» Supplied material:
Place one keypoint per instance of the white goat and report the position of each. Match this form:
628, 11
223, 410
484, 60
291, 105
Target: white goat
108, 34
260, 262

» What you will do:
Can you lay out the listing above as a Markdown table with the columns "Row" and "Listing line", numbering each line and skipping any blank lines?

» Exercise result:
| Row | Listing line |
|---|---|
| 1 | Place one keypoint per instance of the white goat and report the position of each. Match this form: |
| 2 | 628, 11 |
| 3 | 223, 410 |
| 4 | 484, 60 |
| 5 | 291, 105 |
| 6 | Target: white goat |
| 7 | 108, 34 |
| 8 | 260, 262 |